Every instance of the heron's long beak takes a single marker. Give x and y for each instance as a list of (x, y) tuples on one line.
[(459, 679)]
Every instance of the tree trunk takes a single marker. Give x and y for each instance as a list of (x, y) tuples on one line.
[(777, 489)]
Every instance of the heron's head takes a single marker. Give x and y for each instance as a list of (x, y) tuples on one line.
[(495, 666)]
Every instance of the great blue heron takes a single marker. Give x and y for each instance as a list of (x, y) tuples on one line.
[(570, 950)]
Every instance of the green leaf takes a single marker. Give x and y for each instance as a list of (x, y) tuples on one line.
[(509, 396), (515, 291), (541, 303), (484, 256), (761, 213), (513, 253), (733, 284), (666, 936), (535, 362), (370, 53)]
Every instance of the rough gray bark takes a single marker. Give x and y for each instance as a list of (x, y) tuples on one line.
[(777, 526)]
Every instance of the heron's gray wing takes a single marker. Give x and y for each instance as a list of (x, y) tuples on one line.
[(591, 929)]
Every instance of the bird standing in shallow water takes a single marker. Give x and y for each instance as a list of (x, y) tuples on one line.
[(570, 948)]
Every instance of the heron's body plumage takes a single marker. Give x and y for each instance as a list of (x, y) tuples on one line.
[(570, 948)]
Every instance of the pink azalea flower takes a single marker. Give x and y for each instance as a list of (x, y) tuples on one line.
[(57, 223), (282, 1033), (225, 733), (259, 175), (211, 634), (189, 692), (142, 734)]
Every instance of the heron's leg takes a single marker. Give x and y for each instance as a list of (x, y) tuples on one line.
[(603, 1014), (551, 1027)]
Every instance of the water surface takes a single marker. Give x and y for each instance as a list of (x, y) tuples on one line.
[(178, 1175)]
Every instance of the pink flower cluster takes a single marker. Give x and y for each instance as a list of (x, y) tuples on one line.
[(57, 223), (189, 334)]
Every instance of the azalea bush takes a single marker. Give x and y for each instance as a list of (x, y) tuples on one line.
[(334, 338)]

• • • • •

Copy out word for word the part of the entries above that opens with the line containing "Every instance of the great" and runs through the final line of the entries, keeping both ends.

Every instance of the great blue heron takes a single marker. Give x and y for each instance as a list of (x, y) tuples on one line.
[(570, 950)]
Every instance of the green leaf takes a single marker. Give x and y for each instance as a list of (x, y) tuples on one line.
[(509, 396), (515, 291), (541, 303), (484, 256), (761, 213), (513, 253), (733, 284), (666, 936), (535, 362), (370, 53)]
Every instance of the rough gray bark takes a single marker. Give x and y for each instance as a list of (x, y) tuples on one line.
[(777, 526)]
Every instance of the heron's gray wing takes a single marker. Give x and y for each instance as a list of (x, y) tuples on one line.
[(591, 929)]
Every instance of the bird standing in shallow water takes a single marker. Give x and y for each instance as a list of (x, y) tuples on one line.
[(570, 948)]
Every instance of the heron's body plumage takes a single marker. Give x and y for each instance as a list of (x, y) tuples on one line.
[(570, 948)]
Every instance of the pink azalea flower takes a single marker. Give x and y for each instance as a list of (x, y) tuples on one line.
[(57, 223), (282, 1033), (225, 733), (259, 175), (211, 634), (189, 692), (142, 734)]
Every instance of the heron's leg takes a single marker. Give x and y for each instance as a list of (x, y) tuples on one line.
[(603, 1014), (551, 1027)]
Every instance of the water surface takes a single marker. Give x and y for each instance as a list of (x, y) tuples on one line.
[(178, 1175)]
Every instance of the pink flower cluster takes a single marker. Give x and y for each instance as a list of (x, y) tuples on one line.
[(57, 223), (189, 334)]
Every instance of the azalea bush takes a single marker. Give x and y for each instance as a list of (x, y) tuples on one line.
[(334, 338)]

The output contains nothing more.